* **Stated problem**:
Reproduce the records that follow word for word, leaving out the pictures.
** Begin Materials provided **
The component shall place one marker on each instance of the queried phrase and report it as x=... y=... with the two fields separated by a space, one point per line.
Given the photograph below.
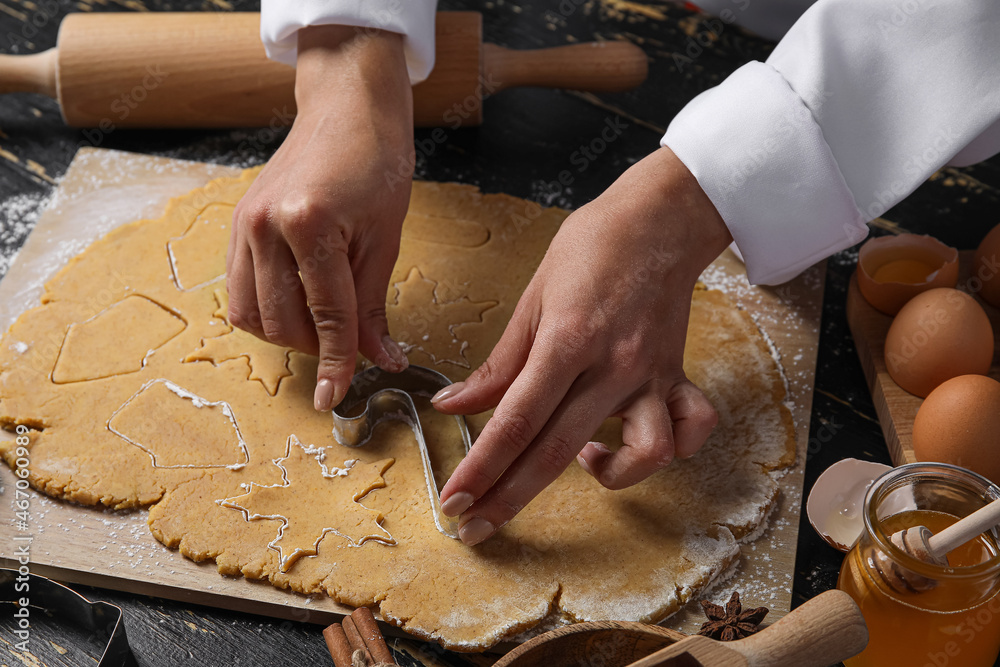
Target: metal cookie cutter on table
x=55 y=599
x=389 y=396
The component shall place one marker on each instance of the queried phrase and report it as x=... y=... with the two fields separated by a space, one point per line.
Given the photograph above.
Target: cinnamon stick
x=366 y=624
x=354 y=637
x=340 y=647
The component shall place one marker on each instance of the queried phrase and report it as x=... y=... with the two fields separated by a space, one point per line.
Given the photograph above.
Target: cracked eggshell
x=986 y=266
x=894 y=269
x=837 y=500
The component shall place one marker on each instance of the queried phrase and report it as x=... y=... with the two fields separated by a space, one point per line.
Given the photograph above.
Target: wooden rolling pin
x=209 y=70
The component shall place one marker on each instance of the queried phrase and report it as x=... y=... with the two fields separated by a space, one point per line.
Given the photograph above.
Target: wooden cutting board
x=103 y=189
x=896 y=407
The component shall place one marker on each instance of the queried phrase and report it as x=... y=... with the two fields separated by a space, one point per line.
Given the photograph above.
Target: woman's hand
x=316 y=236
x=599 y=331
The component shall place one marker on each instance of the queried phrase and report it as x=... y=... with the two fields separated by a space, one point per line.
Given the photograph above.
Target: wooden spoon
** End Materials provided **
* **Solution**:
The component shall place one marker on each instance of the queried phrase and report it as x=... y=... with the two fields separated by a space, one point per line.
Given the photograph below.
Target: metal cookie cutter on table
x=55 y=599
x=389 y=396
The component shall place one marker on each instance of the queried phrase and report it as x=... y=... with the two fields separated by a space, one point per line.
Given the photograph above.
Target: cinnamon stick
x=366 y=624
x=354 y=637
x=340 y=647
The component shall place one marker on each instance of the queried phrase and report it as x=... y=... with the two fields separated by a space, one point per line.
Given the photograph above.
Target: cracked eggshell
x=986 y=266
x=894 y=269
x=837 y=500
The component shall place one marker on each instance of the queried phrase and report it as x=... y=... with the two fields separated by a space, one point per line.
Given the photograph above.
Target: wooden rolling pin
x=209 y=70
The component shall place one marker on each instance of the queried phrase and report it as x=... y=... with the two fields separated by a space, one point per line.
Given the photograph above.
Target: wooden cutting board
x=103 y=189
x=896 y=407
The component shall place one marker on each instance of the queried phrase and report it as x=... y=... with the two fields separated by a space, one point per line.
Given the photograph above.
Target: woman's hand
x=316 y=236
x=599 y=331
The component shall place one marker on each instance of the queried phrase and report it as x=... y=... with the two fields separated by a space, one point per line.
Given the photograph above.
Target: wooden spoon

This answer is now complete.